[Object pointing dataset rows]
-- Start --
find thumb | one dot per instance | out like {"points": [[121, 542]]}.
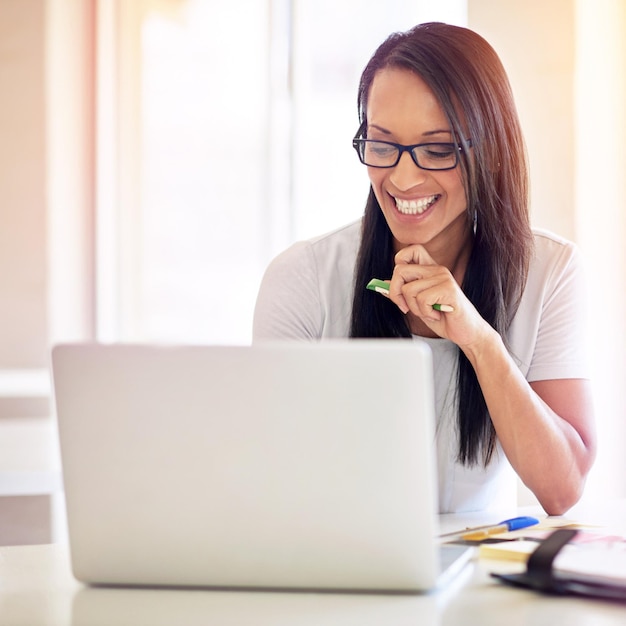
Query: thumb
{"points": [[415, 254]]}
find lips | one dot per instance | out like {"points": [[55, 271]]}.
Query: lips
{"points": [[415, 207]]}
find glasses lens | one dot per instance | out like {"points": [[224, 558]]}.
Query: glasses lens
{"points": [[378, 153], [436, 156]]}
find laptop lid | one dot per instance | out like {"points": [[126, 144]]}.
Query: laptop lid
{"points": [[288, 465]]}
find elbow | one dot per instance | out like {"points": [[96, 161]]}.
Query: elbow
{"points": [[561, 495], [561, 500]]}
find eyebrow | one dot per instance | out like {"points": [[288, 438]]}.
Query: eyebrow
{"points": [[426, 134]]}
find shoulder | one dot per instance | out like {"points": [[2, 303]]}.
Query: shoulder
{"points": [[325, 252]]}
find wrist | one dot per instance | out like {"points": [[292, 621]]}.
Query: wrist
{"points": [[487, 347]]}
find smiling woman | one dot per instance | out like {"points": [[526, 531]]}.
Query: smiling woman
{"points": [[466, 273]]}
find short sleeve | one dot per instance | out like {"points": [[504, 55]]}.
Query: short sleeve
{"points": [[550, 331], [288, 303]]}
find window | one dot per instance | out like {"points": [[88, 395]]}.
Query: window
{"points": [[229, 137]]}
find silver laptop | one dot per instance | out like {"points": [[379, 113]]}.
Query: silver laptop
{"points": [[287, 465]]}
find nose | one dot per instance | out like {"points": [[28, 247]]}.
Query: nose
{"points": [[406, 174]]}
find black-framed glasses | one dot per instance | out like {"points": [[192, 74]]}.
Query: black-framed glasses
{"points": [[427, 156]]}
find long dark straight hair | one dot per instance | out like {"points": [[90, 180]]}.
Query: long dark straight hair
{"points": [[467, 77]]}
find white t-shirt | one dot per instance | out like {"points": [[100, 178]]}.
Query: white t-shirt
{"points": [[306, 294]]}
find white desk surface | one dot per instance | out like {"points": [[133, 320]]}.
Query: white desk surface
{"points": [[37, 589]]}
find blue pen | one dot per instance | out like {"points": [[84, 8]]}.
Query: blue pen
{"points": [[476, 534]]}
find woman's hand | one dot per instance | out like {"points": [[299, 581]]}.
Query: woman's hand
{"points": [[418, 283]]}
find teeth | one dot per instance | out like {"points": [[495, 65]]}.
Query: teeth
{"points": [[413, 207]]}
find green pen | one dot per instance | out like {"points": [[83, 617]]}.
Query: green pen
{"points": [[382, 287]]}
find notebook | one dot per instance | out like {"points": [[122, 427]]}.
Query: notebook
{"points": [[281, 465]]}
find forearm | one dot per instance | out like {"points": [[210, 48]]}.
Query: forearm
{"points": [[545, 448]]}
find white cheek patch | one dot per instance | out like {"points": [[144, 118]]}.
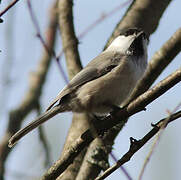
-- End --
**Task to carry out:** Reproduce all of the records above word for word, omitting the pictures.

**Full response:**
find thumb | one dot per instance | out like {"points": [[121, 542]]}.
Query: thumb
{"points": [[415, 254]]}
find lips | one dot per instance | out like {"points": [[55, 271]]}.
Query: lips
{"points": [[415, 207]]}
find glasses lens | one dot per instance | out like {"points": [[224, 558]]}.
Query: glasses lens
{"points": [[378, 153], [436, 156]]}
find laptop lid | one dot per instance | out like {"points": [[126, 144]]}.
Query: laptop lid
{"points": [[288, 465]]}
find elbow | one dot per instance | out like {"points": [[96, 161]]}.
Query: elbow
{"points": [[561, 495], [561, 500]]}
find eyebrow | one dot per instance | out like {"points": [[288, 438]]}.
Query: eyebrow
{"points": [[426, 134]]}
find shoulder | one dot per instance | out like {"points": [[2, 303]]}.
Query: shoulder
{"points": [[325, 252]]}
find wrist | one dot per instance | out like {"points": [[292, 621]]}.
Query: wrist
{"points": [[487, 347]]}
find smiling woman | one dot per instance | out like {"points": [[526, 531]]}.
Query: smiling woman
{"points": [[466, 273]]}
find short sleeve | one dot per instance | out like {"points": [[504, 55]]}.
Query: short sleeve
{"points": [[550, 331], [288, 303]]}
find window | one dot per instance | out like {"points": [[88, 395]]}.
Query: window
{"points": [[229, 137]]}
find silver laptop | one dot per instance | out like {"points": [[379, 113]]}.
Query: silver laptop
{"points": [[287, 465]]}
find nose | one dot per instance | out like {"points": [[28, 247]]}.
Query: nose
{"points": [[406, 174]]}
find black-framed glasses | one dot per instance | out like {"points": [[192, 74]]}.
Query: black-framed glasses
{"points": [[427, 156]]}
find long dark straight hair | one dot per instance | out like {"points": [[90, 180]]}.
Query: long dark straight hair
{"points": [[467, 77]]}
find white t-shirt | one dot per instance | out like {"points": [[100, 178]]}.
Query: white t-shirt
{"points": [[306, 294]]}
find white desk surface | one dot per instance | out like {"points": [[133, 320]]}.
Query: white desk surface
{"points": [[37, 589]]}
find blue pen | one dot per instance | out like {"points": [[84, 8]]}.
Query: blue pen
{"points": [[476, 534]]}
find woman's hand | one dot per instance | out like {"points": [[299, 581]]}.
Query: woman's hand
{"points": [[418, 283]]}
find teeth | one dot per instance | out like {"points": [[495, 65]]}.
Query: teeth
{"points": [[413, 207]]}
find green pen | one dot per instance | out like {"points": [[83, 617]]}.
Query: green pen
{"points": [[382, 287]]}
find notebook | one dot per instance | out like {"points": [[122, 427]]}.
Query: notebook
{"points": [[281, 465]]}
find forearm | one dot per instance | out like {"points": [[210, 48]]}.
Query: forearm
{"points": [[545, 448]]}
find white cheek patch | one dot per instance | out like {"points": [[144, 118]]}.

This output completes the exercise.